▶ Scopo dell'esercizio
Continua il brano sulla mostra fotografica True Fictions, ripartendo subito dopo l'ultima frase, quella con l'elenco degli autori.

▶ Brano del testo
Dello stesso avviso anche l’Assessore alla Cultura, Annalisa Rabitti: «La cultura è incontro e partecipazione» e la scelta di ospitare a Palazzo da Mosto sei giovani artisti è la necessità di dare voce anche a chi, negli scorsi mesi meno che mai, ha avuto voce – ovvero i giovani artisti – rimarca Guadagnini.
Sarebbe stato troppo facile, infatti – nonché forse troppo dispendioso in questi tempi complessi – invitare un big della fotografia che non avrebbe di certo bisogno di ulteriore popolarità.
True Fictions a Palazzo Magnani
Le opere dalla mostra curata da Guadagnini vengono da collezioni museali e private italiane e sono circa un centinaio di autori che vanno dagli anni ’70 ad oggi e che comprendono nomi come Jeff Wall, Cindy Sherman, James Casebere, Sandy Skoglund, Yasumasa Morimura, Laurie Simmons, Erwin Olaf, David Lachapelle, Nic Nicosia, Emily Allchurch, Joan Fontcuberta, Julia Fullerton Batten, Paolo Ventura, Lori Nix, Miwa Yanagi, Alison Jackson, Jung Yeondoo, Jiang Pengyi, fino ad arrivare ad autori raramente esposti in Italia come Bernard Faucon, Eileen Cowin, Bruce Charlesworth, David Levinthal.

▶ Dati forniti
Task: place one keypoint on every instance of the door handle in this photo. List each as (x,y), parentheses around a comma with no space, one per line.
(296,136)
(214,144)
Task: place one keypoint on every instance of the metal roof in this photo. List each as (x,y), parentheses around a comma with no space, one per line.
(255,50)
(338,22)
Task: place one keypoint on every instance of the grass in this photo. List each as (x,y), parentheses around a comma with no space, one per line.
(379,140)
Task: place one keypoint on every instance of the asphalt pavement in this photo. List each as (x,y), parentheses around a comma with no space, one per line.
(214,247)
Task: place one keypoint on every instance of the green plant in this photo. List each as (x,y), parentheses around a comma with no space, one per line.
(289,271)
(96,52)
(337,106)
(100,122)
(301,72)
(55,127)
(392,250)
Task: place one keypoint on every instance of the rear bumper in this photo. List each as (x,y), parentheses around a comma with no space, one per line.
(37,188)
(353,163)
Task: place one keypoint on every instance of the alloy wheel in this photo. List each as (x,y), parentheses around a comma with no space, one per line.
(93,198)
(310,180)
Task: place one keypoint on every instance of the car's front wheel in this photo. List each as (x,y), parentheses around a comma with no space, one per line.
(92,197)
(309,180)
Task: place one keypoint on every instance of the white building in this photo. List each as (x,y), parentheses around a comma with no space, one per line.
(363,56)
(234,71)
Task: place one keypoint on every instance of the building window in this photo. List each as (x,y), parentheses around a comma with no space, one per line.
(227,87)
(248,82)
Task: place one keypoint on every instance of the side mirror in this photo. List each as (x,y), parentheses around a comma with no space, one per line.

▶ Risposta scritta
Ma qual é il messaggio di “True Fictions”? Secondo il curatore si riassume con una domanda che arriva indugiando lo sguardo in questi esempi di “Staged Photography”: Che cosa sto guardando? Realtà o finzione? O una immagine vera, accaduta, un frammento di realtà trasposta su carta o un’illusione?
“La staged photography, negli anni, è diventata il mezzo privilegiato per inventare realtà parallele, menzogne credibili, mondi fantastici. É stata una rivelazione e una rivoluzione negli anni Ottanta ed è diventata un vero e proprio genere negli anni Duemila, quando Photoshop e l’elaborazione digitale hanno trasformato la natura della fotografia. Però poche sono state le mostre nel mondo, e nessuna in Italia, che abbiano provato a definire criticamente questo campo così vasto e così affascinante: questa mostra raccoglie dunque opere straordinariamente affascinanti, inquietanti e divertenti, che parlano di noi fingendo di parlare d’altro, ed è anche un’occasione di studio per inquadrare storicamente questo fenomeno”, scrive il curatore.
Non è un caso, infatti, che il tema dell’ormai storica manifestazione di Reggio Emilia che, ogni anno a maggio, indaga un tema differente relativo alle immagini, in questo 2020 sarebbe stata la “Fantasia”.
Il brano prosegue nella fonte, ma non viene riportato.